## ASSIGNMENT 1
According to the page about the Wilbur W. Mayhew chair, what nickname did Mayhew have as a child?
## ASSIGNMENT 2
In the page about the Wilbur W. Mayhew chair, rewrite the part from "Wilbur W. Mayhew, architect" up to and including "all in zoology.", putting "farm" in place of "ranch".

## PAGE EXCERPT
Segment Open

The Wilbur W. Mayhew Endowed Chair in Geo-Ecology
It was Wilbur W. Mayhew at UC Riverside, and his colleague Ken Norris at UCLA who, in the 1950’s, were the driving forces behind creation of the Natural Reserve System, thus providing generations of scientists and students vast tracts of unspoiled natural resources for field studies. The EDGE Institute will be led by the recently established Wilbur W. Mayhew Chair in Geo-Ecology to guide the institute in researching the global environmental change and crises the world is facing today. This chair, endowed by an anonymous donor, honors Bill Mayhew’s pioneering work.
Wilbur W. Mayhew, architect of California’s Natural Reserve System
Wilbur Waldo Mayhew, Professor Emeritus of Biology, was born in Yoder, Colorado, on March 17, 1920. His parents moved the family to a ranch in Turlock, California, when he was a year old. As a child he was known as “Bugs” because of his interest in butterflies and ants. “I’ve always been interested in animals,” he said.
Dr. Mayhew received an A.A. in science from Modesto Junior College in 1940, and then joined the Air Force. During World War II, he saw action throughout the world, serving as a gunner in B-17s and B-24s. After being wounded, he returned to the U.S. and trained other gunners. It was this experience, he says, that showed him how much he enjoyed teaching. After the war he enrolled at UC Berkeley, receiving an A.B. in 1948, an M.A. in 1951, and a Ph.D. in 1953, all in zoology.
Dr. Mayhew was hired at the fledgling Riverside campus in the summer of 1954. One of the courses he taught was field biology, and he took his students on field trips, averaging about a thousand miles a semester. “I was trying to teach them the habitats in which animals live and how the animals were able to develop and successfully live in those habitats,” he said. California in the 1950s was booming, and the growth began to affect Dr. Mayhew’s ability to teach. “On these field trips,” he said, “I would go out to various locations [with] the students. The next year I would go out and a house or a subdivision had been built there.” He commiserated with his colleague at UCLA, Ken Norris, who also taught a field course. Together, he said, “we had to have some places where we would be able to go back time and time again.”
In 1958 UCR acquired the first tract of what would become the Natural Reserve System. Boyd Deep Canyon Reserve was the gift of Philip Boyd, the first mayor of the City of Palm Springs; today it comprises 16,873 acres. In 1964 Herman Spieth, then UCR’s provost, bought 160 acres in the Box Springs Mountains for $400. These were among the seven original reserves when, in 1965, the Regents approved Norris’s plan and established the University of California Natural Reserve System.

Segment Closed

## DATASET RECORDS
Segment Open

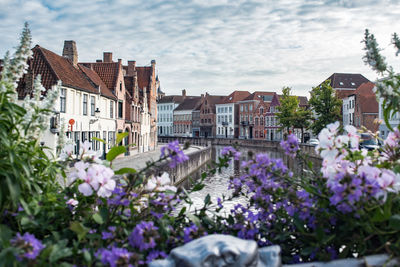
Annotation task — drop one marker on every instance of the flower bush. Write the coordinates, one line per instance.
(350, 208)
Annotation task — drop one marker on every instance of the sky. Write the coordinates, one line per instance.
(214, 46)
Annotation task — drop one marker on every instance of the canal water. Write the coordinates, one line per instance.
(217, 185)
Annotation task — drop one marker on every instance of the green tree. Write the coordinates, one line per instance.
(287, 109)
(326, 106)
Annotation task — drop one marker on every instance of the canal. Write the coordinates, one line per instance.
(217, 185)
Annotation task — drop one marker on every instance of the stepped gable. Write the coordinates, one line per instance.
(235, 97)
(94, 77)
(107, 71)
(144, 75)
(61, 69)
(190, 103)
(347, 80)
(367, 98)
(260, 95)
(171, 99)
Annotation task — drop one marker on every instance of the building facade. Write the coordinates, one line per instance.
(227, 113)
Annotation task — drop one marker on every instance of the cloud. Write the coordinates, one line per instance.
(220, 45)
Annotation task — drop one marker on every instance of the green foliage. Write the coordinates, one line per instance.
(326, 106)
(24, 166)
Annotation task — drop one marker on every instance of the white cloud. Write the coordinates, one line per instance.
(217, 46)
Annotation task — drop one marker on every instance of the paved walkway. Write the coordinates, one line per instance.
(138, 161)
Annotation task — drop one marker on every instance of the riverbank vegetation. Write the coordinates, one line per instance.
(350, 208)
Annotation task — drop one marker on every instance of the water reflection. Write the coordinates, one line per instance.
(217, 184)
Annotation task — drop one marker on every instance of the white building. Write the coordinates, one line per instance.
(348, 110)
(166, 106)
(227, 115)
(394, 121)
(86, 107)
(144, 138)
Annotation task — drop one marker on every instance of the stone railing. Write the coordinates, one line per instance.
(226, 250)
(308, 149)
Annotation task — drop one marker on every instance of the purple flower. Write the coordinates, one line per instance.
(290, 145)
(144, 236)
(173, 151)
(230, 151)
(29, 245)
(189, 233)
(155, 254)
(115, 257)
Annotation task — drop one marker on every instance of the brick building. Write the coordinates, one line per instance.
(208, 114)
(183, 116)
(361, 108)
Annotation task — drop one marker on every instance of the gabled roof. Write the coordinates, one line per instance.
(258, 95)
(98, 82)
(235, 97)
(190, 103)
(347, 80)
(107, 71)
(63, 70)
(144, 75)
(171, 99)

Segment Closed

## TASK SOLUTION 1
"Bugs"

## TASK SOLUTION 2
Wilbur W. Mayhew, architect of California’s Natural Reserve System
Wilbur Waldo Mayhew, Professor Emeritus of Biology, was born in Yoder, Colorado, on March 17, 1920. His parents moved the family to a farm in Turlock, California, when he was a year old. As a child he was known as “Bugs” because of his interest in butterflies and ants. “I’ve always been interested in animals,” he said.
Dr. Mayhew received an A.A. in science from Modesto Junior College in 1940, and then joined the Air Force. During World War II, he saw action throughout the world, serving as a gunner in B-17s and B-24s. After being wounded, he returned to the U.S. and trained other gunners. It was this experience, he says, that showed him how much he enjoyed teaching. After the war he enrolled at UC Berkeley, receiving an A.B. in 1948, an M.A. in 1951, and a Ph.D. in 1953, all in zoology.